▶ [Text block]:
Major and minor publications feature(d) text clouds as visualizations in 2006, both permanently and temporarily:

The Economist's Text cloud

In 2006, several free and public tools for generating text clouds locally on the desktop or via a service available through the Web were released. The increase in the number and variety of specific text cloud tools reflects embrace and enthusiasm for text clouds in communities of interest for information visualization, language processing, and semantics.

Some of the better known examples of text cloud tools include:

The Many Eyes Cloud

The text clouds created with these tools range across a wide spectrum of speeches and writing:

Text clouds are meant to facilitate rapid understanding and comprehension of a body of words, links, phrases, etc. Any block of information composed of text is open to analysis as a text cloud, as these screen captures of text clouds for restaurant menus, ingredients, wikipedia, magazine covers, and even poems demonstrate.

Tim O'Reilly uses text clouds for a number of purposes:

We used them a bunch to analyze the topics, companies and people at the last FOO Camp, and they were the most useful of the visualizations we did. They helped us see where we were under- and over-represented in terms of companies and particular technologies we were wanting to explore. ...So they have many uses beyond just showing what we normally think of as tags.

Non-linear Access
The emergence of text clouds shows continuing exploration and refinement of cloud style displays as a new form of user interface, adapted to specific contexts. Continued refinement of text clouds in this direction may indicate an expanding role for commonly available and sophisticated text visualization tools to support specialized goals for information display and understanding.

Remember that Google is busy right now scanning thousands of books per day from several of the world's major academic libraries, as part of it's self-appointed labor of organizing the world's information. That's a lot of new text. How will people work with effectively with such an overwhelming amount of text, of so many different kinds, from so many different sources?

Consider the following, from Ulysses' Without Guilt by Stacy Schiff (in the New York Times):

Recently Cathleen Black, president of Hearst Magazines, urged a group of publishing executives to think of their audience as consumers rather than readers. She's onto something: arguably the very definition of reading has changed. So Google asserts in defending its right to scan copyrighted materials. The process of digitizing books transforms them, the company contends, into something else; our engagement with a text is different when we call it up online. We are no longer reading. We're searching - a function that conveniently did not exist when the concept of copyright was established.

▶ [Problems]:
a. According to the text on text clouds, why did Tim O'Reilly find text clouds so useful when analyzing the last FOO Camp?
b. From the text on text clouds, echo the part that opens with the words containing "Non-linear Access" and closes with "display and understanding.".

Stored data entries:
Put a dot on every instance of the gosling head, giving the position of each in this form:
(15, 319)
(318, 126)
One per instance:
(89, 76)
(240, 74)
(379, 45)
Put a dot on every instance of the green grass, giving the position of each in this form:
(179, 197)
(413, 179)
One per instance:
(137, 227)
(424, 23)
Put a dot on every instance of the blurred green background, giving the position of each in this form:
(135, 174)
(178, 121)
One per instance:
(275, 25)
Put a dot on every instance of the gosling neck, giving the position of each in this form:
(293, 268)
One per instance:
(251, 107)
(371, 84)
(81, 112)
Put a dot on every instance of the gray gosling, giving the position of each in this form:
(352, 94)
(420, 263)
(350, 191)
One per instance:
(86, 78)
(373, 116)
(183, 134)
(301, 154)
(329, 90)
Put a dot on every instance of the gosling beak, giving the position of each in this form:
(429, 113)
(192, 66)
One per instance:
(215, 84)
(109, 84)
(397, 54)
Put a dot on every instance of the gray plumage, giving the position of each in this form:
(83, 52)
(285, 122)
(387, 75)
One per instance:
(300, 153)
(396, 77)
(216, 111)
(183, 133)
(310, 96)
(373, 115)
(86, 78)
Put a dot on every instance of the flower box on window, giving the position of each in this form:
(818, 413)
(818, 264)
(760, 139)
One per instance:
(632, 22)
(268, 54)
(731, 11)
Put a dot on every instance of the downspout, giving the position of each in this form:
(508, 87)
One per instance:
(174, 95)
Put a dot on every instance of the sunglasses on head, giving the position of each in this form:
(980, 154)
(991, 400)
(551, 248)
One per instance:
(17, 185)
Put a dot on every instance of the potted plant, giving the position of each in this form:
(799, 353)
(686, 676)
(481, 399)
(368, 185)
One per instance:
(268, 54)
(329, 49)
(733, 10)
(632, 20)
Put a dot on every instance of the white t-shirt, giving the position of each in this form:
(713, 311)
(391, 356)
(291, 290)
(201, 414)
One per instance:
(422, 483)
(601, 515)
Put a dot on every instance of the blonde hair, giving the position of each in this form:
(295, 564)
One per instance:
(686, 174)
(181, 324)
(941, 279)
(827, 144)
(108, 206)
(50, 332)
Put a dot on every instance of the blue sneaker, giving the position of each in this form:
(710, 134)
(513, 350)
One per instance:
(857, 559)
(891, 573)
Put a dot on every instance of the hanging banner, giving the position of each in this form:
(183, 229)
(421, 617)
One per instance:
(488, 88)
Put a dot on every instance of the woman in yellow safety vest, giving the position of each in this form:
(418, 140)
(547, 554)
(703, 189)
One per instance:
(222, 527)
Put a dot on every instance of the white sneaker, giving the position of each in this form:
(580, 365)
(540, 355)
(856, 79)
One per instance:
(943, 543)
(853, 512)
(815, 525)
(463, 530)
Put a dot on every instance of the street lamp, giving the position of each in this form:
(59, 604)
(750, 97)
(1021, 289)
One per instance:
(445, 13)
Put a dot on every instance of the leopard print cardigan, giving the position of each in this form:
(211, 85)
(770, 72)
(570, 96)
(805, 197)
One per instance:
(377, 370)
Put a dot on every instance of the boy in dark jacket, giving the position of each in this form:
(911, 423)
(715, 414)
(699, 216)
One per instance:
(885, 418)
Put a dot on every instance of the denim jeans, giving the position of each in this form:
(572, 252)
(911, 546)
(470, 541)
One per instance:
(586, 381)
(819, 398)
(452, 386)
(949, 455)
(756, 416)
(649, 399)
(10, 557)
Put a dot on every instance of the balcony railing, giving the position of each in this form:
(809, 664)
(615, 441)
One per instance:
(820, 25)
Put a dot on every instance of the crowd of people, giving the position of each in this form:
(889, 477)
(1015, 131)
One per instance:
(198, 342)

▶ [Full answers]:
a. He found them the most useful of the visualizations because they showed where the camp was under- and over-represented in terms of companies and particular technologies the organizers wanted to explore.

b.
Non-linear Access
The emergence of text clouds shows continuing exploration and refinement of cloud style displays as a new form of user interface, adapted to specific contexts. Continued refinement of text clouds in this direction may indicate an expanding role for commonly available and sophisticated text visualization tools to support specialized goals for information display and understanding.